**Passage provided:**
# Anyone milling ?



## Daren (Oct 14, 2006)

Too darn cold here :thumbdown:, single digits in the morning the rest of the week..*.-*4 Thursday they say. That has been backed with strong winds that cut right through you. Plus we have been having ice/freezing rain the days it does warm up some. I have not milled a stick so far in Jan. In past winters (every one since I have had my mill) we have had mild times, freakishly warm weather for the season. 3-4 days, even a week of 50 degrees all winter scattered between the usual cold and misery of Illinois from Nov.-March. 

I found this picture that made me think about it. It is dated Jan. 11, we had a warm spell a couple years ago so long that the grass greened up and dandelions popped...not this year :no:.

I am going stir crazy. I remember that Jan. 11th, I was sawmilling. It's already been a *long* winter for me, it set in and has stayed. The next couple months are going to really drag by if we don't get some decent weather.


----------



## Big Dave (Sep 16, 2006)

You need to move your operation indoors.


----------



## JP Sinclair (Nov 13, 2006)

I started to on Saturday but it was pretty cold so I moved into the shop with the planer. Man, I love a heated shop. From all those years logging and having my butt frozen to a skidder seat for 8 hours a day, putting wood through a planer in just a sweatshirt is pretty nice 

I just tried some of the WM 7 degree winter blades for frozen wood, pretty impressive. I was into a 22 inch frozen spalted rock maple and they cut very nice.


----------



## TexasTimbers (Oct 17, 2006)

I ain't milling but not for the cold. Saturday morning I met my farmer friend and he showed up with his little gin pole truck. Said the loader was busy but the gin poles would do it. They did, but barely . . . .

**Supplied records:**
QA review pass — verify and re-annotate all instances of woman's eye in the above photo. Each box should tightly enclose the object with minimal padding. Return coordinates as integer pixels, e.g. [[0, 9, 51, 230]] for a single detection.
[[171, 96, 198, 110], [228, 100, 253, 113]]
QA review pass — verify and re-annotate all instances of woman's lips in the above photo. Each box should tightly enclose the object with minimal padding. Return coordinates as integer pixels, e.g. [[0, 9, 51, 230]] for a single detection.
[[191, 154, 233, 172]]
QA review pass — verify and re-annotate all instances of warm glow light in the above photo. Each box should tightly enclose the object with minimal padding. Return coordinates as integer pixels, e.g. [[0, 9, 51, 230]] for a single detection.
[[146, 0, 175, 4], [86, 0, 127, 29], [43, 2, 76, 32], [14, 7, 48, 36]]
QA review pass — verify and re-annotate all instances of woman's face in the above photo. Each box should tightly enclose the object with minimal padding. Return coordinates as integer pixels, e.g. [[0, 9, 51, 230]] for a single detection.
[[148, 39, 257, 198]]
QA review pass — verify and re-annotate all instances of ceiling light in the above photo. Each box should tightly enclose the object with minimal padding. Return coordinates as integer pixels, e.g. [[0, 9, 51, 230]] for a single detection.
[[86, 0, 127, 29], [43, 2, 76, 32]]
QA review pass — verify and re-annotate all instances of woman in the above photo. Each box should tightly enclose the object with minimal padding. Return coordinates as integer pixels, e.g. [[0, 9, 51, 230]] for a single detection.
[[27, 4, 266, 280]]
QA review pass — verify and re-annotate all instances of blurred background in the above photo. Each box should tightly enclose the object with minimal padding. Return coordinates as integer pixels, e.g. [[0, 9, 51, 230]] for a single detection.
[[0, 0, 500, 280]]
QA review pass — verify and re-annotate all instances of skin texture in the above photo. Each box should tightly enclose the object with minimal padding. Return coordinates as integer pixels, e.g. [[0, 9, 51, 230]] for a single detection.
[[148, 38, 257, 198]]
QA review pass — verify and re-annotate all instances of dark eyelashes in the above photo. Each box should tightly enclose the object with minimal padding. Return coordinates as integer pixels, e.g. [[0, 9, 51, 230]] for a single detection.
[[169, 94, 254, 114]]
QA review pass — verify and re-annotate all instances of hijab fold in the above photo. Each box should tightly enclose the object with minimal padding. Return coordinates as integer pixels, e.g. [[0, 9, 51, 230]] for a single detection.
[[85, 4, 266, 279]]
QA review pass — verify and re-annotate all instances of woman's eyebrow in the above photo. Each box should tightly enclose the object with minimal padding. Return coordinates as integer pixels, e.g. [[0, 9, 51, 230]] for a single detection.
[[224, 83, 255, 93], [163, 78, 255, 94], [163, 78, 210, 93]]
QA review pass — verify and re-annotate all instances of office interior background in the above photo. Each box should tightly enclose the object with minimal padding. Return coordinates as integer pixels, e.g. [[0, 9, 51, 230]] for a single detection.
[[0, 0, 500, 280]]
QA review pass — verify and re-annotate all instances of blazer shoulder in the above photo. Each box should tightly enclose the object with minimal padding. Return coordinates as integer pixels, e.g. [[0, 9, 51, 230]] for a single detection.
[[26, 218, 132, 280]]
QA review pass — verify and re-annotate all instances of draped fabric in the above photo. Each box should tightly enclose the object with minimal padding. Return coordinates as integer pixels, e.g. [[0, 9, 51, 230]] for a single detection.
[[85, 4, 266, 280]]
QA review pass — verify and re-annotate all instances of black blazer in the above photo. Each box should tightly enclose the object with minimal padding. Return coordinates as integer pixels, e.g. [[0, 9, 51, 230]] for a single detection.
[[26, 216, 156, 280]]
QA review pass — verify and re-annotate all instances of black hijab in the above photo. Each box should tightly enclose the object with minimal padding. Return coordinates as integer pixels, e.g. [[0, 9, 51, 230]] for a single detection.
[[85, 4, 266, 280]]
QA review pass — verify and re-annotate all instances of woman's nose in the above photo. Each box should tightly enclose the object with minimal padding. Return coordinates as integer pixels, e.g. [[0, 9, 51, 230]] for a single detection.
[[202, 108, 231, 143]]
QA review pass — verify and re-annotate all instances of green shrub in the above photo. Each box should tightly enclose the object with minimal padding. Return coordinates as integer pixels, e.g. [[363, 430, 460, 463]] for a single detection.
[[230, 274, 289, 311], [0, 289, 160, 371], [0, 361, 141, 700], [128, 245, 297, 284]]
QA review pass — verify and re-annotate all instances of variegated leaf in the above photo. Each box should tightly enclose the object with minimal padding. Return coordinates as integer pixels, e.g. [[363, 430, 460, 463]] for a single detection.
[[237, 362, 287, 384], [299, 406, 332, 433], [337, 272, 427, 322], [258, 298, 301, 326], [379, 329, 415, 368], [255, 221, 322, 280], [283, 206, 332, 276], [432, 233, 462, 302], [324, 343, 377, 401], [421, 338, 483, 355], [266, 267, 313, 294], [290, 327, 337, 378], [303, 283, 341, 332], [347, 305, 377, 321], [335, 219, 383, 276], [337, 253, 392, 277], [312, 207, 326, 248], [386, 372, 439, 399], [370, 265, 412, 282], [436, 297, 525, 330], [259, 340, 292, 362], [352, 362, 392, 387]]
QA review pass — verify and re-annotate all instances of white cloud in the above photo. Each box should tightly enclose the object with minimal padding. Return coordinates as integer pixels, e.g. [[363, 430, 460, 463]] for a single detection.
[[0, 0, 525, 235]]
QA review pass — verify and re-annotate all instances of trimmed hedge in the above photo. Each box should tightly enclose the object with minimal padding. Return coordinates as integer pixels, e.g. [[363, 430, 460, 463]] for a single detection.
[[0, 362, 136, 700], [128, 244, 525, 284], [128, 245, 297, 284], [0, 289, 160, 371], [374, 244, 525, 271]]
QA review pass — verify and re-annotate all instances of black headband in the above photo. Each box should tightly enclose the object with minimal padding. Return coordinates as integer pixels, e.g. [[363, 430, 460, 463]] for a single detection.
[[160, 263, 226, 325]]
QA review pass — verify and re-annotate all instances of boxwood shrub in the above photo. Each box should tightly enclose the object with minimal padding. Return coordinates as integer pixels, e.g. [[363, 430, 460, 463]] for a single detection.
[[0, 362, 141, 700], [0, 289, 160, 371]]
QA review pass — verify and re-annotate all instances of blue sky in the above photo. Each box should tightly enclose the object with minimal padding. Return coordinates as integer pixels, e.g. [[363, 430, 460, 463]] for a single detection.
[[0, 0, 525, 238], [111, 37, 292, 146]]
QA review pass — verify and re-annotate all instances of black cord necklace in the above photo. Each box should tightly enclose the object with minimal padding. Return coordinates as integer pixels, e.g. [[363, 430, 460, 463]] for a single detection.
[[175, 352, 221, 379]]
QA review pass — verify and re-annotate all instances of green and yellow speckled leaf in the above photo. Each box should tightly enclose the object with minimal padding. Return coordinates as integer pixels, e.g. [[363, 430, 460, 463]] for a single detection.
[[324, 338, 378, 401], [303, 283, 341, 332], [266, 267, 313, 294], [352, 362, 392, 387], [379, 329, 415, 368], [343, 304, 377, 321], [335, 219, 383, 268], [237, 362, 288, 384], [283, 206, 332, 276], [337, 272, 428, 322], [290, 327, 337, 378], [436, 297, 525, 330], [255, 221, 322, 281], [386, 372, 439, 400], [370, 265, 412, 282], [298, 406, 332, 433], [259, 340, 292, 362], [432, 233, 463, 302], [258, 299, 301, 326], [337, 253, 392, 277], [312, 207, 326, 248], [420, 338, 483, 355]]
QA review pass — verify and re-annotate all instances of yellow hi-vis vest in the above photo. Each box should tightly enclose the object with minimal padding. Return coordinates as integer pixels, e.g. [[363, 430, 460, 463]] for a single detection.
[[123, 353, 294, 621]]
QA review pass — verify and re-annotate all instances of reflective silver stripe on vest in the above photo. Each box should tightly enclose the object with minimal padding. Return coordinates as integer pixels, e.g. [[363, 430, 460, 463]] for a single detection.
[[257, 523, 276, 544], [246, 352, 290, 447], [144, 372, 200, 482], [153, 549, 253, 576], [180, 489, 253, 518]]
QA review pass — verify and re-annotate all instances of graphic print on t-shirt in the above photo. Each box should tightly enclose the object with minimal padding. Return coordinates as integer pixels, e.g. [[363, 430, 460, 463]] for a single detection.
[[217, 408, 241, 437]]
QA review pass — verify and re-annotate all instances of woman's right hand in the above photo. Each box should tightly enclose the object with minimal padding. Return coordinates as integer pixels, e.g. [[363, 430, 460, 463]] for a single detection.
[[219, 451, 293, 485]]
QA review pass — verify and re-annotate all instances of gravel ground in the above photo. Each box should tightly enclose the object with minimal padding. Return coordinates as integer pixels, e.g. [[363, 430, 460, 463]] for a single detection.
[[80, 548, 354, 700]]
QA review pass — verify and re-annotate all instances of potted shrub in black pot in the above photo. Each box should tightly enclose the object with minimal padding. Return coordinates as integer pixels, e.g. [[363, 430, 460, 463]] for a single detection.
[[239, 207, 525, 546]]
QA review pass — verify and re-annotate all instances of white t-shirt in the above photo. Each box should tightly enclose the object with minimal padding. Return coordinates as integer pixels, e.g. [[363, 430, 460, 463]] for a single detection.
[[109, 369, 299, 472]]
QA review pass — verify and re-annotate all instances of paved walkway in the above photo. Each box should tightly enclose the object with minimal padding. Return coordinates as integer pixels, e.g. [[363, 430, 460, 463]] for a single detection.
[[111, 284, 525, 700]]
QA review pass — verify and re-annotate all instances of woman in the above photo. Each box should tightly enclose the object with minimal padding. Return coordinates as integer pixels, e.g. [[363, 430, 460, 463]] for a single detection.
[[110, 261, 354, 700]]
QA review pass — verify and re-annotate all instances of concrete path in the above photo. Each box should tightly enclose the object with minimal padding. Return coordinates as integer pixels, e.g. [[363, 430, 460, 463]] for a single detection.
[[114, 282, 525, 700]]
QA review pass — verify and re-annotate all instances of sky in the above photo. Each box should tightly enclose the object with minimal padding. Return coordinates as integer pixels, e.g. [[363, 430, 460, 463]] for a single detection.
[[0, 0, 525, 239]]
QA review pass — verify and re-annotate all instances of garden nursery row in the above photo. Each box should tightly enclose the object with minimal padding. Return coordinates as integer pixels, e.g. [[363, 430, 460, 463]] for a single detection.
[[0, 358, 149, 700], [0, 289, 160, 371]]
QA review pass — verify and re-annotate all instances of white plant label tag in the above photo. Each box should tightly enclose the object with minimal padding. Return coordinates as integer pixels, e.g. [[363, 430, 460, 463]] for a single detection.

**What is asked:**
a: In the milling thread, what blades did JP Sinclair try for cutting frozen wood?
b: From the milling thread, reproduce the passage from "I am going stir" to "(Sep 16, 2006)" word for word.

**Worked solutions:**
a: WM 7 degree winter blades.

b:
I am going stir crazy. I remember that Jan. 11th, I was sawmilling. It's already been a *long* winter for me, it set in and has stayed. The next couple months are going to really drag by if we don't get some decent weather.


----------



## Big Dave (Sep 16, 2006)